BEGIN RECORDED INFORMATION

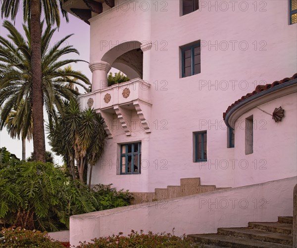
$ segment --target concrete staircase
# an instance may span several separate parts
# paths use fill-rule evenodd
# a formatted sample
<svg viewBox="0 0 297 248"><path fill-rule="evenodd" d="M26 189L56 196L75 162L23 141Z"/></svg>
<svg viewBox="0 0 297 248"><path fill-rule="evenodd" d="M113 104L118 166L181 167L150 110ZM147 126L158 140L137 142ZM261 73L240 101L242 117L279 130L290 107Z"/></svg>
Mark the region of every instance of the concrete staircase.
<svg viewBox="0 0 297 248"><path fill-rule="evenodd" d="M188 237L205 248L289 248L293 244L293 217L279 217L277 222L249 222L246 228L218 228L216 234Z"/></svg>
<svg viewBox="0 0 297 248"><path fill-rule="evenodd" d="M180 185L168 186L166 188L155 189L154 192L132 192L132 204L161 201L209 192L231 188L216 188L215 185L201 185L199 177L181 178Z"/></svg>

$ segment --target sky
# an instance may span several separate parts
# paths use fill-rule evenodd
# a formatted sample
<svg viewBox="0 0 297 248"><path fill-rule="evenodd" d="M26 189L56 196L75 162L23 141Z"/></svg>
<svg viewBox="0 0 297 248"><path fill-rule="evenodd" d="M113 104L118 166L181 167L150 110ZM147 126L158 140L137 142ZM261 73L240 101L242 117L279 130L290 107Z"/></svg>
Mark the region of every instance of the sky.
<svg viewBox="0 0 297 248"><path fill-rule="evenodd" d="M80 55L72 54L70 55L72 58L78 58L89 61L90 58L90 26L84 22L83 21L78 18L69 14L69 22L67 23L64 19L61 18L61 24L58 31L57 31L53 35L51 40L51 44L53 45L57 41L59 41L67 35L73 34L74 35L67 40L68 43L66 45L72 45L76 48L80 53ZM0 16L0 35L5 38L7 38L7 32L4 28L2 26L4 19L1 18ZM8 19L8 20L10 20ZM20 11L17 15L15 20L15 26L18 30L23 34L23 28L22 24L23 23L23 13ZM68 58L69 58L68 56ZM64 58L67 58L65 56ZM92 81L92 73L89 68L89 65L85 62L79 62L72 65L72 67L76 70L82 72L86 75ZM81 91L83 93L83 90ZM46 114L45 113L45 114ZM46 115L45 115L45 118ZM47 136L46 130L46 138ZM50 151L50 147L48 143L47 139L46 140L46 149L48 151ZM5 146L7 150L11 153L15 154L19 158L22 157L22 142L21 140L11 139L5 129L0 131L0 147ZM29 142L27 141L26 143L26 156L28 158L31 153L33 151L33 142L31 141ZM61 165L62 162L61 158L57 156L55 157L55 162L56 163Z"/></svg>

END RECORDED INFORMATION

GOAL: Reproduce, character for character, the stretch of the listing from the line containing "segment --target sky" through the line containing "Mark the region of every instance of the sky.", with both of those lines included.

CORRECT ANSWER:
$ segment --target sky
# an instance may span several separate parts
# paths use fill-rule evenodd
# a formatted sample
<svg viewBox="0 0 297 248"><path fill-rule="evenodd" d="M26 189L56 196L75 162L23 141Z"/></svg>
<svg viewBox="0 0 297 248"><path fill-rule="evenodd" d="M113 104L118 166L181 167L150 110ZM147 126L158 140L137 142ZM261 73L240 101L242 117L279 130L290 107Z"/></svg>
Mark the region of every instance of the sky.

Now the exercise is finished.